WORK REQUIRED →
Find every line in the rows below that contains the word "pier", and copy each of those lines in full.

— START RECORDS FOR THIS EXERCISE —

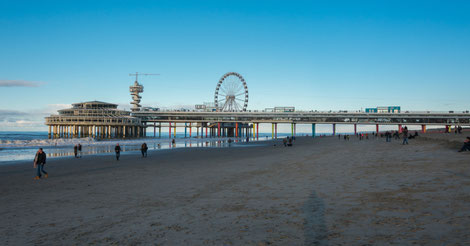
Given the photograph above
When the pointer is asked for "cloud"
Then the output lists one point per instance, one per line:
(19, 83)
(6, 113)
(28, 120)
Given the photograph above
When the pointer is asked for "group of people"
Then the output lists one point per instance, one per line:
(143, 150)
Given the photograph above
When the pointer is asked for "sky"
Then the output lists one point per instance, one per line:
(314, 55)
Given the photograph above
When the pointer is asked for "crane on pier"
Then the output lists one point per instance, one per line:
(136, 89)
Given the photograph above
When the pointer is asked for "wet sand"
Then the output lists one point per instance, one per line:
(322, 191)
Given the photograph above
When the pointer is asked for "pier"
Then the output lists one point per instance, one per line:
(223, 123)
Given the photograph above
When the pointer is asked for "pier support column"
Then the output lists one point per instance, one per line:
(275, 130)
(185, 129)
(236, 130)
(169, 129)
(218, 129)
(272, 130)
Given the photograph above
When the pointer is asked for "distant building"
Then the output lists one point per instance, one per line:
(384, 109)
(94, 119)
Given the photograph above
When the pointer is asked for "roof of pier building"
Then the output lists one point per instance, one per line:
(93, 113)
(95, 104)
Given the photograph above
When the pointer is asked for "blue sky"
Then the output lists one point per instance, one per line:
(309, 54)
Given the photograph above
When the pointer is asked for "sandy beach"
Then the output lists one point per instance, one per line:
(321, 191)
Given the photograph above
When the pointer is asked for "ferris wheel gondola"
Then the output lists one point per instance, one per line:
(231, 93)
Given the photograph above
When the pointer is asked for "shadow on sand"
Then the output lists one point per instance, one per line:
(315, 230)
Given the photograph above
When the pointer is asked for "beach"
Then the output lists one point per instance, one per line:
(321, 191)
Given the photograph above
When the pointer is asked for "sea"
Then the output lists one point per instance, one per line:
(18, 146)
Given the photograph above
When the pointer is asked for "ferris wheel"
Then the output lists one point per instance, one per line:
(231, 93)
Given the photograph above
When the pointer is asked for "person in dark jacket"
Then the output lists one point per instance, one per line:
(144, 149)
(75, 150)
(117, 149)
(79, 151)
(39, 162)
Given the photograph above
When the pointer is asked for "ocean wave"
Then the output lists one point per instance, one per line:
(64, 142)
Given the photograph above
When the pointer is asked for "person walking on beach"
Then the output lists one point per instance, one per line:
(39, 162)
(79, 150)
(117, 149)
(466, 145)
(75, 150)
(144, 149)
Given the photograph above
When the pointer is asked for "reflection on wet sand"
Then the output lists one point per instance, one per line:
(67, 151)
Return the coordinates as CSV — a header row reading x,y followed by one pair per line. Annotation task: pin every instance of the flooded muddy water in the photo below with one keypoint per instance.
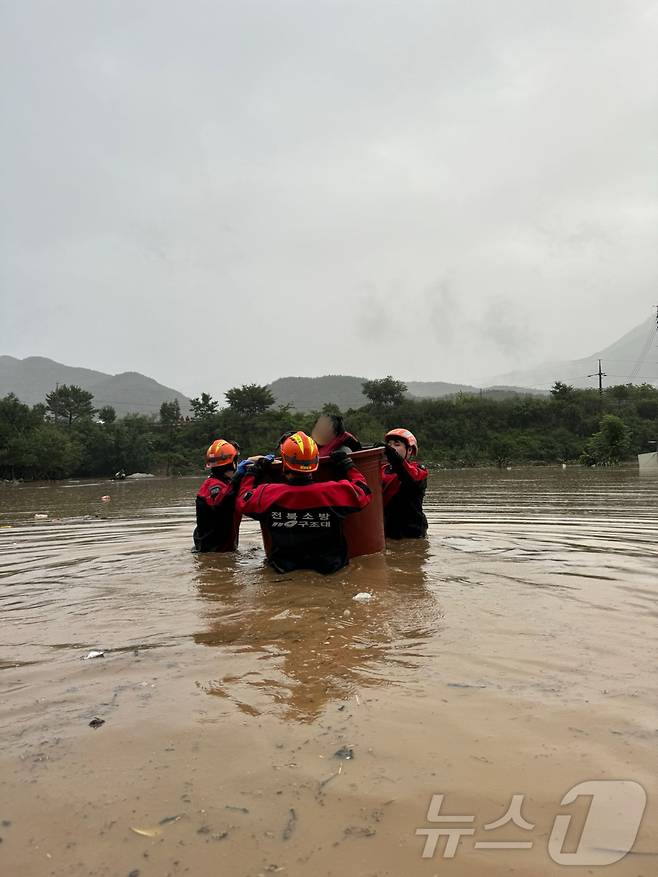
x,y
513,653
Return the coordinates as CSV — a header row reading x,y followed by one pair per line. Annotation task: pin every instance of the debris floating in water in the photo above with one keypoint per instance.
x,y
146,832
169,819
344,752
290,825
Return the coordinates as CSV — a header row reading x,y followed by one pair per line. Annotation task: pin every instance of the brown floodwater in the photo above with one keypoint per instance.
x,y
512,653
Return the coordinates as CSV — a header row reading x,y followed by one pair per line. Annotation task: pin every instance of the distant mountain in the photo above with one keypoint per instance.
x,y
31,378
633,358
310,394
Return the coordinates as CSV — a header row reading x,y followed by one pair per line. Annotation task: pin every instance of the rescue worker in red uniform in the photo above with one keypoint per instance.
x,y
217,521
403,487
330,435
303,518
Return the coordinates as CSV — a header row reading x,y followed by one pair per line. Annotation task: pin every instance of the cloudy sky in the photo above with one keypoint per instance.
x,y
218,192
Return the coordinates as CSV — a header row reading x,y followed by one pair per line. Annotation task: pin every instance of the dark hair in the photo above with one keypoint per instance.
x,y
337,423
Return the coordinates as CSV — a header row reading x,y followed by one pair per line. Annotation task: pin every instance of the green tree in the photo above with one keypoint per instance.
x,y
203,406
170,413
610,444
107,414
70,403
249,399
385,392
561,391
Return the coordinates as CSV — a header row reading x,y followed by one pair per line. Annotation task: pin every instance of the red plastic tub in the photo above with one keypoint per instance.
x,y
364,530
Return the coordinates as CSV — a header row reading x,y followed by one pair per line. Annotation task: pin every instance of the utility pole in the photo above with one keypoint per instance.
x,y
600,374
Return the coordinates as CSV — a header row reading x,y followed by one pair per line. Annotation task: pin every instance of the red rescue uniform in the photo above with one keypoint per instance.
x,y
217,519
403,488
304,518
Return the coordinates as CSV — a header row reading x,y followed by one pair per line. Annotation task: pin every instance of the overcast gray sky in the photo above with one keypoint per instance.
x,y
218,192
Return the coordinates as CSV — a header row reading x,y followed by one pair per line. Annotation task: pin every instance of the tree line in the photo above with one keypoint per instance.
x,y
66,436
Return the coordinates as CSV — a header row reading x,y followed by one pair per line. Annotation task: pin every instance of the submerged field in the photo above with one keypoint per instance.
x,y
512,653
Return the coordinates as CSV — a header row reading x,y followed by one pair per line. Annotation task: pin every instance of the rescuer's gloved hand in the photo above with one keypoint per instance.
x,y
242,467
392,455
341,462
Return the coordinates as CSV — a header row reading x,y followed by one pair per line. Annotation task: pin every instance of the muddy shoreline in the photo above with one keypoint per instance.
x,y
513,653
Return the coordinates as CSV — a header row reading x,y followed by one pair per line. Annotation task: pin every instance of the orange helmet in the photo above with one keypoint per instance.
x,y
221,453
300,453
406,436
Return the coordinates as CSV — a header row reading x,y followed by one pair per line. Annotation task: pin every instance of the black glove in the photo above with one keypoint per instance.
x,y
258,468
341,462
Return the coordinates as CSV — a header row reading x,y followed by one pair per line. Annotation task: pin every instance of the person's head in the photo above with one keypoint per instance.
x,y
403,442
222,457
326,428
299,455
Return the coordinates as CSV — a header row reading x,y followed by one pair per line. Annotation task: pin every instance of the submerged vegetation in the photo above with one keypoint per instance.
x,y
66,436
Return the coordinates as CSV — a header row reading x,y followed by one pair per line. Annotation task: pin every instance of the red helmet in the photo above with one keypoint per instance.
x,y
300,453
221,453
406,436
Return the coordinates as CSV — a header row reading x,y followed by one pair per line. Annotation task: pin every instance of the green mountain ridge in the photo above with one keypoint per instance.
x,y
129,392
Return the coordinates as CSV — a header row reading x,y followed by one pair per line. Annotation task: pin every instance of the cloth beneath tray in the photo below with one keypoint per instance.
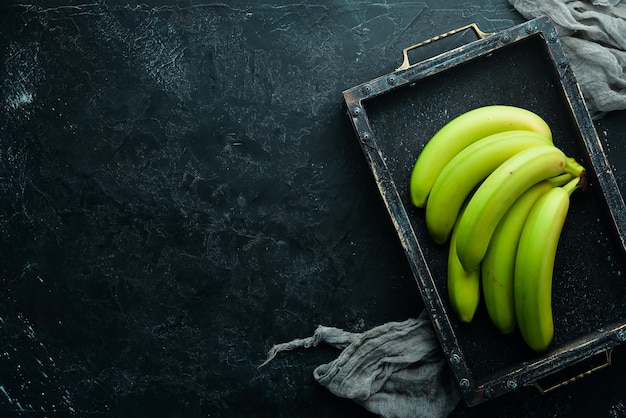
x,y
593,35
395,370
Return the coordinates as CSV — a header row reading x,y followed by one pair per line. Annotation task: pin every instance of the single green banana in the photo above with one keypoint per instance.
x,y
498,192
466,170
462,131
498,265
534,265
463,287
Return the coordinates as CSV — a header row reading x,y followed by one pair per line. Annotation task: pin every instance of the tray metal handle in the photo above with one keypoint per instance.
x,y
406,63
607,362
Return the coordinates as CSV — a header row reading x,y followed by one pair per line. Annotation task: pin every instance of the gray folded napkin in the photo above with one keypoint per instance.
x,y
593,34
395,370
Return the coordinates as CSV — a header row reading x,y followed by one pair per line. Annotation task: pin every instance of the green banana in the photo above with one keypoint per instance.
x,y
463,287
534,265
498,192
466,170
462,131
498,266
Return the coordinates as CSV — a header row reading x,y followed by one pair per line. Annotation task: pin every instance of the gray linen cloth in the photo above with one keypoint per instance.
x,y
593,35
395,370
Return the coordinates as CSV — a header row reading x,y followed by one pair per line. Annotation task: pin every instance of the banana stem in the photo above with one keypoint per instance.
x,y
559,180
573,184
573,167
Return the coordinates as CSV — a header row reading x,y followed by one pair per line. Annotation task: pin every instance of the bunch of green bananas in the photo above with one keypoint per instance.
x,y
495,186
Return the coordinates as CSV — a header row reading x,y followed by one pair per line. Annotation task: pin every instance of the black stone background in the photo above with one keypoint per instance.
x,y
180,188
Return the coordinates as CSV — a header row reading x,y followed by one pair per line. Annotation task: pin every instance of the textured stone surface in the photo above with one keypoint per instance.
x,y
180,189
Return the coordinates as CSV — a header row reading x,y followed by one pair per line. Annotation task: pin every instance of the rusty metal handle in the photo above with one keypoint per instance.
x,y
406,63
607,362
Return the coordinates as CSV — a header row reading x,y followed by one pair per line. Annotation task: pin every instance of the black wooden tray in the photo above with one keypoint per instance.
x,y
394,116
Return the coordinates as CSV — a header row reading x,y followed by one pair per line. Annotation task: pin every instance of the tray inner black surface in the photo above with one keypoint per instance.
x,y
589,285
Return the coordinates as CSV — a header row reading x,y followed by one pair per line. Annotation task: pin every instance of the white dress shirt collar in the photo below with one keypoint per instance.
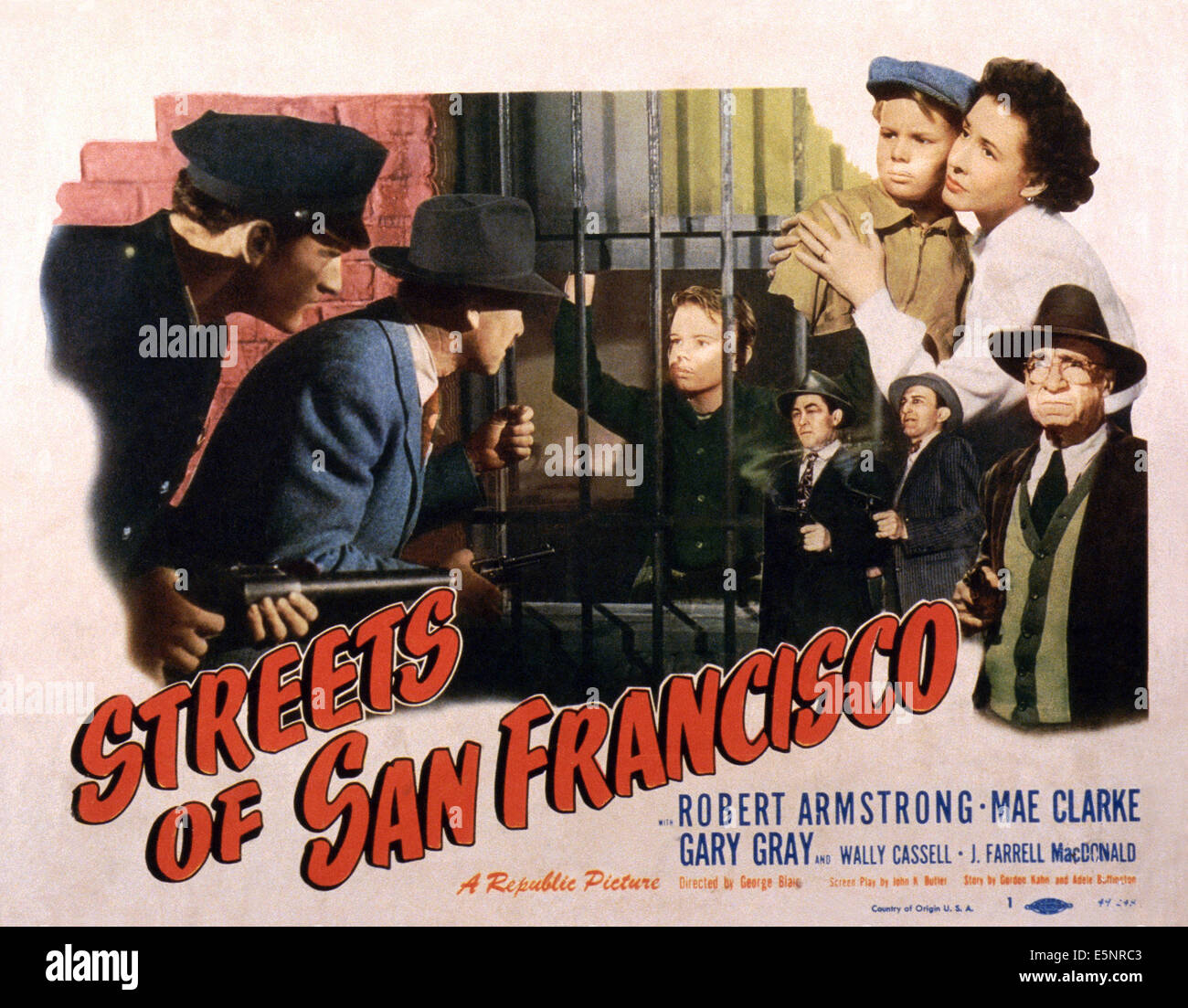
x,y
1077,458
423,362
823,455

— END RECORDS FOR THIS EXERCISE —
— START RECORDS FOR THIS EXERCISE —

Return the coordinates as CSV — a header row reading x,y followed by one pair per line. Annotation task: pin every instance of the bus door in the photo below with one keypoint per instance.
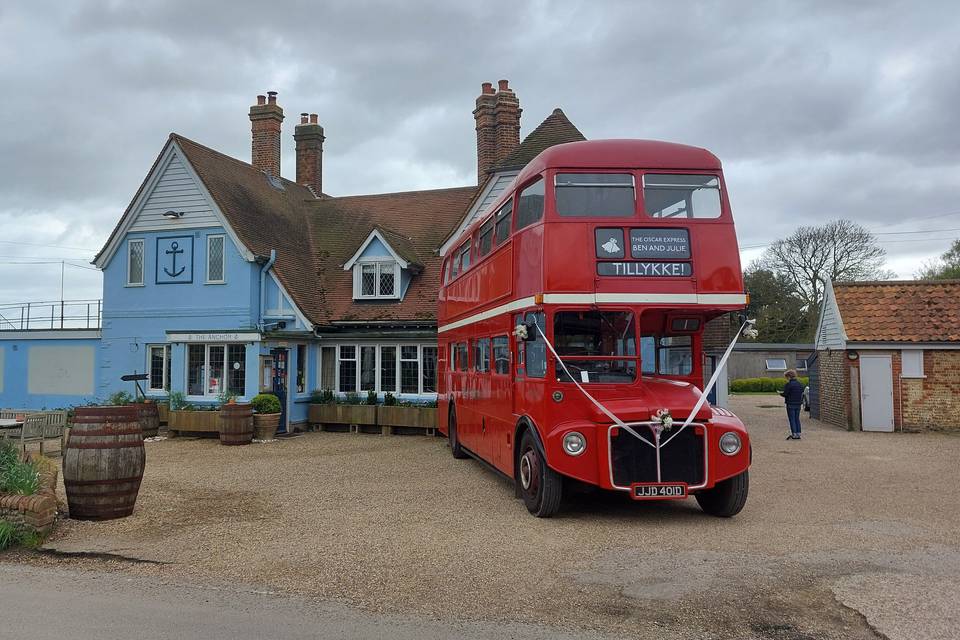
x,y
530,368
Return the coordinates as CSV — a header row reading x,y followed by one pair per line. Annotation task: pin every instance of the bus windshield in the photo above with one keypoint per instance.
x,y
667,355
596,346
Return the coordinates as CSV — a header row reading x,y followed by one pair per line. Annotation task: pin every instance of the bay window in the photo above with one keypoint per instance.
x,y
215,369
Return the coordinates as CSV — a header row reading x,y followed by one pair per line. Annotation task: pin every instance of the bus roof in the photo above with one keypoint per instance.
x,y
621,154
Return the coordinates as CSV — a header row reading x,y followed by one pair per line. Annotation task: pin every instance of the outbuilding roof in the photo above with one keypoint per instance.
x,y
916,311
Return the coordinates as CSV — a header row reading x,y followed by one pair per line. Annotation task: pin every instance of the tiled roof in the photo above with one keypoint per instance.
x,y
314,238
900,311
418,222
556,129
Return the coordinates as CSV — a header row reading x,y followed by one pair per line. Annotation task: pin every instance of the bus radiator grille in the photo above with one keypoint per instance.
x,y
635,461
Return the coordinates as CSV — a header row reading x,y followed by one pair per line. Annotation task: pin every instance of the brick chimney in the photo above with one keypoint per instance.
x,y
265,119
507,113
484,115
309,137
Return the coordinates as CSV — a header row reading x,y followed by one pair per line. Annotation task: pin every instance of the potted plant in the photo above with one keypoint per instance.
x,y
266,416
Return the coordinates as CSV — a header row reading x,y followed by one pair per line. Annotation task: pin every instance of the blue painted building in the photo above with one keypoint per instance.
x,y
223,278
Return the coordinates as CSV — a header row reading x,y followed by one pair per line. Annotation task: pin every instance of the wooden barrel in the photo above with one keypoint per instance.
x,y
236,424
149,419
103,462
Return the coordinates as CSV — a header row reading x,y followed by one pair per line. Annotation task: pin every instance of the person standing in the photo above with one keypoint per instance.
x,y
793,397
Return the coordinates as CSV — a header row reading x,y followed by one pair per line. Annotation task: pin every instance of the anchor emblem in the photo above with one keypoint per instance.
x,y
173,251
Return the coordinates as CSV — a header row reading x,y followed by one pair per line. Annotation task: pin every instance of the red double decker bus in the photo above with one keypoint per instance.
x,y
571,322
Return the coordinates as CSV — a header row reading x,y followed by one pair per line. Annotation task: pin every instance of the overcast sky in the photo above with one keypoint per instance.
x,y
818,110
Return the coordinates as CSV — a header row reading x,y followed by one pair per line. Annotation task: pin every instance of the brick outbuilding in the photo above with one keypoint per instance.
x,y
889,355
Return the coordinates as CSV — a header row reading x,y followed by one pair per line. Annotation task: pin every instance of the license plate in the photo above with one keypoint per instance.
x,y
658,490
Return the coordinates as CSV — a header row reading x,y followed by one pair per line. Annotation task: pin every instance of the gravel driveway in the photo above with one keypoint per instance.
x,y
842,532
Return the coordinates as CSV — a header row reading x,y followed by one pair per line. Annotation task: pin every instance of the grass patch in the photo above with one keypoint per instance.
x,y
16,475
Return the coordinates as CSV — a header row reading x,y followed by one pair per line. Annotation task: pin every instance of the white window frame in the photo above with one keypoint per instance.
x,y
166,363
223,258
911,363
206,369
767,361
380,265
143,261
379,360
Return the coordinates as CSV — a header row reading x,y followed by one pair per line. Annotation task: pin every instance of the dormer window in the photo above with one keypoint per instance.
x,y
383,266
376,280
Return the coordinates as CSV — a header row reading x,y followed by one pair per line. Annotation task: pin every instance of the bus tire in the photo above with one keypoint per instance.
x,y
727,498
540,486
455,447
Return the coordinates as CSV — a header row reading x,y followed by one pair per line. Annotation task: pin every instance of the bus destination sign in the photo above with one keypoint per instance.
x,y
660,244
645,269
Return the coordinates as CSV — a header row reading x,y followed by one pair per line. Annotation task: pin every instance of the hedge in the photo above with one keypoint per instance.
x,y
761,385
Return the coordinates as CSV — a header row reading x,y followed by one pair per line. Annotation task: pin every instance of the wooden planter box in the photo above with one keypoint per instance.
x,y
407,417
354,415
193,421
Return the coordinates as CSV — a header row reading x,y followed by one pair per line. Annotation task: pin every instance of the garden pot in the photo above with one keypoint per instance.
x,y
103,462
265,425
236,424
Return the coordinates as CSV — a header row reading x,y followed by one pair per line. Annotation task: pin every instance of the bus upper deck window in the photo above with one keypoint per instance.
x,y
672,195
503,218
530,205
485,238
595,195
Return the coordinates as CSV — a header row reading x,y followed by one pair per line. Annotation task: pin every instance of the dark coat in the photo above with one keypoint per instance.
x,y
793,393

— END RECORDS FOR THIS EXERCISE —

EXERCISE ANSWER →
When the pointer is asked for "crane on pier"
When the pointer is asked for "pier"
When the pointer is asked for "pier support column"
When the pointer is asked for "roof of pier building"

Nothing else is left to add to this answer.